◆ **PROBLEM**
In the passage on Robertson's scientific work, who extended his cosmological solutions in 1936?

◆ **SELECTED EXCERPT**
——

Robertson wrote three important papers on the mathematics of quantum mechanics. In the first, written in German, he looked at the coordinate system required for the Schrödinger equation to be solvable. The second examined the relationship between the commutative property and Heisenberg's uncertainty principle, generalizing the latter for any two Hermitian operators. The third extended the second to the case of $m$ observables. In 1931 he published a translation of Weyl's The Theory of Groups and Quantum Mechanics.

It was Robertson's anonymous 1936 critical peer review of a paper submitted by Albert Einstein to Physical Review which caused Einstein to withdraw the paper from consideration.

Yet perhaps Robertson's most notable achievements were in applying relativity to cosmology. He independently developed the concept of an expanding universe, which would imply distant galaxies as seen from Earth would be redshifted—a phenomenon previously confirmed by Vesto Slipher
. Robertson went on to apply the theory of continuous groups in Riemann spaces to find all the solutions that describe the cosmological spaces. This was extended by Arthur Geoffrey Walker in 1936, and is today widely known in the United States as the Robertson–Walker metric.

One of Robertson's landmark papers, a brief note in The Annals of Mathematics, entitled a "Note on the preceding paper: The two body problem in general relativity", solved that problem within a degree of approximation not improved on for several decades. Earlier work, such as the Schwarzschild metric, were for a central body that did not move, while Robertson's solution considered two bodies orbiting each other. Nevertheless, his solution failed to include gravitational radiation, so the bodies orbit forever, rather than approaching each other.

Yet Robertson's name is most often associated with the Poynting–Robertson effect, the process by which solar radiation causes a dust mote orbiting a star to lose angular momentum. This is related to radiation pressure tangential to the grain's motion. John Henry Poynting described it in 1903 based on the "luminiferous aether" theory, which was superseded by Einstein's theories of relativity. In 1937, Robertson described the effect in terms of general relativity.

——

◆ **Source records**
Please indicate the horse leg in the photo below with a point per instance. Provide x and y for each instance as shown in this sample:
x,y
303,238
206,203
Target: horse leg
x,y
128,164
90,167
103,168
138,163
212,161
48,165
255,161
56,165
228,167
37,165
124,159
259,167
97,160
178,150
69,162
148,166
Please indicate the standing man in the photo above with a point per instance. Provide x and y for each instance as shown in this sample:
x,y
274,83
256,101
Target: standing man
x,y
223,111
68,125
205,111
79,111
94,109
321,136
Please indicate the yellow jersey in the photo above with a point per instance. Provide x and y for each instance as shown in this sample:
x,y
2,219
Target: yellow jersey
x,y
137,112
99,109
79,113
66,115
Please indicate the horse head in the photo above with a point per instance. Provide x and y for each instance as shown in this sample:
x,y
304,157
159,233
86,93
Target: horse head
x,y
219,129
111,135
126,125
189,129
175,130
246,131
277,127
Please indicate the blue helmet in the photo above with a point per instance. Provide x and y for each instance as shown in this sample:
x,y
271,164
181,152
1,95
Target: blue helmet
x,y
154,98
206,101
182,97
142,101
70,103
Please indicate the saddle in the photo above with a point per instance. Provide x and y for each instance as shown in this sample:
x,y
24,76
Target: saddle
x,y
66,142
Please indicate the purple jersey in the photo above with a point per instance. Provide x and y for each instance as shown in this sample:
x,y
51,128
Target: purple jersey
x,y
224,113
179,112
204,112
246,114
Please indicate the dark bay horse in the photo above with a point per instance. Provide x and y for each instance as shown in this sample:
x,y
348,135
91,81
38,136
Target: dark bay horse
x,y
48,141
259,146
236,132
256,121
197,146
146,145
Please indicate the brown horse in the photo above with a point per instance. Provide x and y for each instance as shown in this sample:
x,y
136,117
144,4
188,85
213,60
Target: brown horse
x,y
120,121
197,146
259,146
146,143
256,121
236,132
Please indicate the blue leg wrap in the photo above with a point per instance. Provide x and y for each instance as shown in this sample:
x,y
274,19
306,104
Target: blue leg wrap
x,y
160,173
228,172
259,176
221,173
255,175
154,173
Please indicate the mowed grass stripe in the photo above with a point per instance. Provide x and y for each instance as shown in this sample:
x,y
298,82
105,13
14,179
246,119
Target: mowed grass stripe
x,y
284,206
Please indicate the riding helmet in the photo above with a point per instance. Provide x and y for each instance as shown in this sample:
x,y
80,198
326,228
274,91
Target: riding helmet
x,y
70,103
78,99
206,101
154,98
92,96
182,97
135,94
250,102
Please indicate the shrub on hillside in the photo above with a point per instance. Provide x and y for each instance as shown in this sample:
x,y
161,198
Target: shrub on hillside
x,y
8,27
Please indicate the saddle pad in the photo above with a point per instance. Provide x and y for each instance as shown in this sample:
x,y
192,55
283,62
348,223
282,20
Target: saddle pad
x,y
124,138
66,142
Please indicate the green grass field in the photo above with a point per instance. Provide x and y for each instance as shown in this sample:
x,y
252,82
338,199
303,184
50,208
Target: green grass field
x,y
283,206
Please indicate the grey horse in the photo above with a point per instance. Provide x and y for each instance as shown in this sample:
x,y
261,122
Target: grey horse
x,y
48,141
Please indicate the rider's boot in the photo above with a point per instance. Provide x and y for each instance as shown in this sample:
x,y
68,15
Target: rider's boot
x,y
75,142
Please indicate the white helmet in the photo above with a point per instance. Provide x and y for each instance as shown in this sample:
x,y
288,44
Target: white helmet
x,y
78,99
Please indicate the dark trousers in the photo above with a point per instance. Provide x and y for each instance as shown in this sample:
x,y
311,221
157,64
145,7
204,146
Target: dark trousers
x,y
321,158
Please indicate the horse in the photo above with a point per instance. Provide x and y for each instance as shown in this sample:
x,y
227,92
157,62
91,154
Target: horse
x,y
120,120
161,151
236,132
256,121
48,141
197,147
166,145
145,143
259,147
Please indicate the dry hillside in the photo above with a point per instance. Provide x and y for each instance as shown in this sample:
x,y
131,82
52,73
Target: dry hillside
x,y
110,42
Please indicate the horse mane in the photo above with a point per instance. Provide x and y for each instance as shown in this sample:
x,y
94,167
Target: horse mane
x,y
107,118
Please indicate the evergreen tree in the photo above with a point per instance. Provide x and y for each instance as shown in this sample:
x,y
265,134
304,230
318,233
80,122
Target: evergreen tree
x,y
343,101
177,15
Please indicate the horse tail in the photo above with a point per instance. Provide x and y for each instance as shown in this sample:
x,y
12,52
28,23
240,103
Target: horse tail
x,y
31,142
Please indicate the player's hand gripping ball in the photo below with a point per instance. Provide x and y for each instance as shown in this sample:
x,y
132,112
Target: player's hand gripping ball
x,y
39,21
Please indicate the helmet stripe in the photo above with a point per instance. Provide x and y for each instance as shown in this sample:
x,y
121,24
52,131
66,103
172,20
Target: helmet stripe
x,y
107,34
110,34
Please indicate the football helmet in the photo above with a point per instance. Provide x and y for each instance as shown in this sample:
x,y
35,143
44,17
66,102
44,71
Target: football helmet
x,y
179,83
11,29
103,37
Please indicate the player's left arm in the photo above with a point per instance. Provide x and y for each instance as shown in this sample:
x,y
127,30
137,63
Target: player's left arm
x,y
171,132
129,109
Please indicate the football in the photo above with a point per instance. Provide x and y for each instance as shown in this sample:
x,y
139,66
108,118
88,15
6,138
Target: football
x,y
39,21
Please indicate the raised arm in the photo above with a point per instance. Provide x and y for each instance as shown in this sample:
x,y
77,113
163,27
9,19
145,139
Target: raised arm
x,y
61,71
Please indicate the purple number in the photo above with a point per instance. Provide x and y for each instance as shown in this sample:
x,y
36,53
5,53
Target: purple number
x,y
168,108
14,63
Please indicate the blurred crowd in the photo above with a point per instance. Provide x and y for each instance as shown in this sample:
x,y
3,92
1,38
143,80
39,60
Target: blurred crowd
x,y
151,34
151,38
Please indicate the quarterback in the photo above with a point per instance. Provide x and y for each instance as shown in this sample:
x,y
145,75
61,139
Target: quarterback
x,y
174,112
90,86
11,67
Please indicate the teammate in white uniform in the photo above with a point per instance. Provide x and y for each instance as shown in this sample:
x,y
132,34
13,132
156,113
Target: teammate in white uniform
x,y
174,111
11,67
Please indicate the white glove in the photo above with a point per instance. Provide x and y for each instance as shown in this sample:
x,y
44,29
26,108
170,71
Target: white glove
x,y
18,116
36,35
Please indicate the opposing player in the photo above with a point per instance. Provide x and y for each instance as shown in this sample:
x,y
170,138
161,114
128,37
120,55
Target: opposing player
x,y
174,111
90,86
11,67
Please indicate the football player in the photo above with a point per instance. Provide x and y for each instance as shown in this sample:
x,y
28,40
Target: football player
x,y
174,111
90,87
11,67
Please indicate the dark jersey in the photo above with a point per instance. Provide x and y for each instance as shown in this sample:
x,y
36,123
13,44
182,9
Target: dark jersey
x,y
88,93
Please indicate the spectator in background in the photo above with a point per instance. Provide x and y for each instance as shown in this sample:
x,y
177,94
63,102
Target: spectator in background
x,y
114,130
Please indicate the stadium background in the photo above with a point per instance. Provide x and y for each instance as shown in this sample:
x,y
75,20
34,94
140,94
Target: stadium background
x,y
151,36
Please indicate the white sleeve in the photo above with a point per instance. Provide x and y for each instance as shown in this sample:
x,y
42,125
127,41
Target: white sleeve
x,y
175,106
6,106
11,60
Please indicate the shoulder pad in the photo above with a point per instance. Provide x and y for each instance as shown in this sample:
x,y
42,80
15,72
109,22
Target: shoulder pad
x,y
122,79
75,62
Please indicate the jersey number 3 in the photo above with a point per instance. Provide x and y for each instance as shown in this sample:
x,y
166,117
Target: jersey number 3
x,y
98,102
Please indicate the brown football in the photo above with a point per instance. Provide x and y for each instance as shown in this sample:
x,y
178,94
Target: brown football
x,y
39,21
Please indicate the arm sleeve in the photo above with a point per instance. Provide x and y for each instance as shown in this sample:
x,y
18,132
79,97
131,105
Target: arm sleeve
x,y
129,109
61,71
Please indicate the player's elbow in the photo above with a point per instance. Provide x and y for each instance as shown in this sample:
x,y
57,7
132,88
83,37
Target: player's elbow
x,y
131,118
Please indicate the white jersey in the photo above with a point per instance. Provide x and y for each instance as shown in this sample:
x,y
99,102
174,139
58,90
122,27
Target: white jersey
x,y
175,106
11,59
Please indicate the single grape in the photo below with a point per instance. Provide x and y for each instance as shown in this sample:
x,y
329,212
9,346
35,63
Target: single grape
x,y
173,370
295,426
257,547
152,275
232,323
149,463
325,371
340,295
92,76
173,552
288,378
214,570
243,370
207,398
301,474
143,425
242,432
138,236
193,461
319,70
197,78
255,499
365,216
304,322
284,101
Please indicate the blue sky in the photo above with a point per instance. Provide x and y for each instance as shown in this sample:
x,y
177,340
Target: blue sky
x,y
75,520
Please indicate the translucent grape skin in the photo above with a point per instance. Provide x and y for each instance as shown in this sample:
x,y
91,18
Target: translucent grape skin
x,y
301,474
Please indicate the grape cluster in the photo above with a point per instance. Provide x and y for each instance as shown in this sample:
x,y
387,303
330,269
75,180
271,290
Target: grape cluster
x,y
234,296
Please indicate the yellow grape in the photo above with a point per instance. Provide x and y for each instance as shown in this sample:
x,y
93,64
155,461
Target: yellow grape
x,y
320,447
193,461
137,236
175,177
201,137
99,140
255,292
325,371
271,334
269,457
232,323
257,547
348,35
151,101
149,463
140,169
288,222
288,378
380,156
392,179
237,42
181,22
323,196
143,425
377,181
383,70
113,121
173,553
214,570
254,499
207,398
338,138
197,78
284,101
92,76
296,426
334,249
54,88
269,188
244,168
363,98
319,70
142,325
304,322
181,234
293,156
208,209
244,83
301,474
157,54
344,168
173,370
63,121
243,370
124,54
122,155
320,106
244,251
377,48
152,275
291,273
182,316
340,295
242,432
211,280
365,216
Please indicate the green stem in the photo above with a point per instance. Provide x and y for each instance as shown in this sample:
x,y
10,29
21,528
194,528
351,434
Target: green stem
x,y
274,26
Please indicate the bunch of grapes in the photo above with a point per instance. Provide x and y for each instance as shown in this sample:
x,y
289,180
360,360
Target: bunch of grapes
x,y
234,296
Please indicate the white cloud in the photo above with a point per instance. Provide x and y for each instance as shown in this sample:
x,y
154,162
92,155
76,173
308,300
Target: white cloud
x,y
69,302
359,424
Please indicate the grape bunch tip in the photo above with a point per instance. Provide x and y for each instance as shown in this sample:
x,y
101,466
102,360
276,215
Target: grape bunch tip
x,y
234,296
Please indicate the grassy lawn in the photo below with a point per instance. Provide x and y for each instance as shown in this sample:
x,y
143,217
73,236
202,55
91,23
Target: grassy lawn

——

◆ **COMPLETED TASK**
Arthur Geoffrey Walker